* _Provided text_:
* * *
Among other provisions, each purchase agreement provided that the seller of the particular parcel would convey the subject parcel “free of all encumbrances, except as . . . stated” therein. In addition, each purchase agreement provided that if the seller was unable to convey title in accordance with the terms of the particular purchase agreement, the seller would refund the purchaser’s down payments, plus the cost of any title search or survey. In two separate riders to each of the purchase agreements dated May 8, 2007, and December 4, 2007, respectively, the parties added a simultaneous closing and cross-default provision, which recited that the closings for all four properties must take place simultaneously, and that a default under one of the purchase agreements would constitute a default under all four purchase agreements.

After the purchasers made certain down payments, they discovered that there was a subway or transit easement running under 359 Schermerhorn Street and 350 Livingston Street. It is undisputed that the transit easement was not listed as an exception to title in the relevant purchase agreements. Pursuant to the simultaneous closing and cross-default provisions, the failure of the defendants/counterclaim plaintiffs (hereinafter the sellers) to deliver the title without the encumbrance of the easement on these two of the four subject parcels constituted a default under all four purchase agreements.

The purchasers and the additional counterclaim defendant established their prima facie entitlements to judgment as a matter of law on the causes of action to recover the down payments and the related costs specified in the complaint, based on the clear and unambiguous terms of the purchase agreements (see Fiore Dev. Corp. v Villa Gaudio, 194 AD2d 587 [1993]; Patten of N.Y. Corp. v Geoffrion, 193 AD2d 1007 [1993]). Since the sellers failed to raise a triable issue of fact that required a trial, the Supreme Court properly granted the motion of the purchasers and the additional counterclaim defendant for summary judgment on the complaint (see Barrera v Chambers, 38 AD3d 699 [2007]; Barasky v Huttner, 210 AD2d 367 [1994]).
* * *
* _Region pointing data_:

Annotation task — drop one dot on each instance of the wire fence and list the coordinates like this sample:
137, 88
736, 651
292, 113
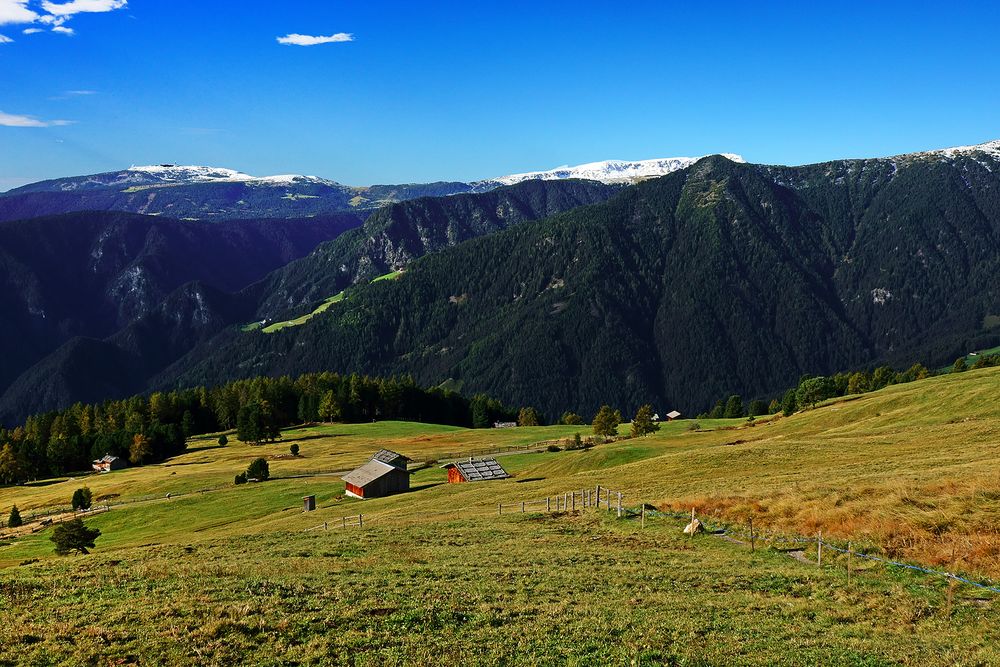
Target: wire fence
822, 543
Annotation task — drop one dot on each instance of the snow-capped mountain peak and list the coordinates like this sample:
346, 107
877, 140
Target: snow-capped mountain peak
992, 147
608, 171
172, 173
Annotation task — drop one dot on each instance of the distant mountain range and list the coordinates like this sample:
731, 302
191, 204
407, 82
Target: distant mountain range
215, 193
716, 278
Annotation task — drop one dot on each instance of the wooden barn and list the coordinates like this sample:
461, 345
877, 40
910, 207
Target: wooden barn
384, 475
107, 463
482, 470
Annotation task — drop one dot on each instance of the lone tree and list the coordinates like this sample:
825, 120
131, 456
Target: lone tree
140, 450
642, 423
734, 407
606, 421
82, 498
528, 417
74, 536
258, 470
571, 419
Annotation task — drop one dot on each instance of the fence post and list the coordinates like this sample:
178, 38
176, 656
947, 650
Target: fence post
850, 554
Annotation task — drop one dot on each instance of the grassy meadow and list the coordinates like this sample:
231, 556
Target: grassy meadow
435, 575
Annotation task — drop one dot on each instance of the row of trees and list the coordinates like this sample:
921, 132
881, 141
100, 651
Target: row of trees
813, 389
147, 429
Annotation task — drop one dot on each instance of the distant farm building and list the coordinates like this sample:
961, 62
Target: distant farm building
482, 470
384, 475
107, 463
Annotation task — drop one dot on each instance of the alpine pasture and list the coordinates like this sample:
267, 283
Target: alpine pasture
437, 575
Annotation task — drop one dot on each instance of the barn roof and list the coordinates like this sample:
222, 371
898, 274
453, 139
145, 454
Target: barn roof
390, 457
368, 473
479, 471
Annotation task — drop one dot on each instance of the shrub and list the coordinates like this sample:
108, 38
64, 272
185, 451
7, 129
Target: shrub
258, 470
74, 536
82, 499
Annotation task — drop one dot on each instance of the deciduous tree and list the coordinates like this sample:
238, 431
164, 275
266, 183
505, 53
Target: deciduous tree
74, 536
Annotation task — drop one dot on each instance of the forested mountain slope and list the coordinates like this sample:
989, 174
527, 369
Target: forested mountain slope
721, 278
163, 334
206, 193
89, 274
395, 235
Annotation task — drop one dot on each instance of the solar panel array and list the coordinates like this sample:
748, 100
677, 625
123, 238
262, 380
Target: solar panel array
481, 470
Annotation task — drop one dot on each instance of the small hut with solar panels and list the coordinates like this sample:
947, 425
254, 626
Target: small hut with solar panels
474, 470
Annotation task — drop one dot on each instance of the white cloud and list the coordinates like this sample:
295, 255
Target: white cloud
53, 14
296, 39
16, 120
82, 6
16, 11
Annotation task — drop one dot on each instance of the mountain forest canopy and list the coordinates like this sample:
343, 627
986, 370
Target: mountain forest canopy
722, 279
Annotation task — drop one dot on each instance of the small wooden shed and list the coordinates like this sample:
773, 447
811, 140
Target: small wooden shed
107, 463
384, 475
472, 470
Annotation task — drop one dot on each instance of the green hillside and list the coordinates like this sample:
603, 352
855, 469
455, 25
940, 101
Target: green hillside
436, 574
719, 279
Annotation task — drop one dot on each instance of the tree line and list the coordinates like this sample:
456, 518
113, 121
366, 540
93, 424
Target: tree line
149, 429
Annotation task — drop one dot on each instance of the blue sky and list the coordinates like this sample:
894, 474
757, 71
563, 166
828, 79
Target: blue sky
465, 90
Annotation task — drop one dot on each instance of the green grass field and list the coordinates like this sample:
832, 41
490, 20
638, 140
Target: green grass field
436, 575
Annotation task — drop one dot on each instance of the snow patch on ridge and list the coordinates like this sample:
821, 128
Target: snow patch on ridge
170, 173
608, 171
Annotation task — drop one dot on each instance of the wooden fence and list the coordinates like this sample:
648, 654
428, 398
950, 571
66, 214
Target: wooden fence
357, 521
567, 502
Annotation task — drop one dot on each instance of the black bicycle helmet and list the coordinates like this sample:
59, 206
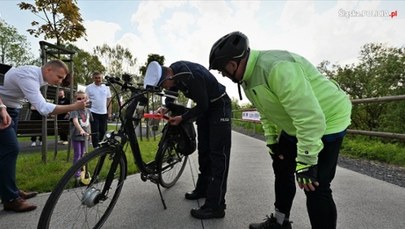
* * *
* _Required tasks_:
1. Render this sentence from the court ruling on the property purchase agreements in Spanish: "It is undisputed that the transit easement was not listed as an exception to title in the relevant purchase agreements."
2. Carry on the court ruling on the property purchase agreements, starting after its final sentence.
These rows are separate from the court ruling on the property purchase agreements.

* _Answers to the exercise_:
1. Es indiscutible que la servidumbre de tránsito no figuraba como excepción al título en los contratos de compraventa pertinentes.

2.
Contrary to the sellers’ contentions, the purchasers’ alleged knowledge of the transit easements did not defeat their right to *628object to the title (see City of New York v New York & S. Brooklyn Ferry & Steam Transp. Co., 231 NY 18, 26-27 [1921]; Pryor v City of Buffalo, 197 NY 123, 136 [1909]; Huyck v Andrews, 113 NY 81, 85 [1889]; Patten of N.Y. Corp. v Geoffrion, 193 AD2d at 1008; Dinnean v Liebler, 8 AD2d 920 [1959], affd 8 NY2d 759 [1960]; Clark v Riverhead Sav. Bank, 260 App Div 1022 [1940], affd 286 NY 588 [1941]; Atlas Realty of E. Meadow v Ostrofsky, 56 Misc 2d 787 [1967]). .

Moreover, those provisions in the purchase agreements which stated that the purchasers would accept the several premises “as is” did not negate the sellers’ obligation to convey the premises free of all encumbrances except those that were specifically mentioned in the purchase agreements. As a general rule, an “as is” clause in a contract for the sale of real property refers to the physical condition of the premises, not a title impediment (see International Clinical Labs., Inc. v Stevens, 710 F Supp 466, 469 [1989]; Redner v City of New York, 53 Misc 2d 148, 151 [1967]).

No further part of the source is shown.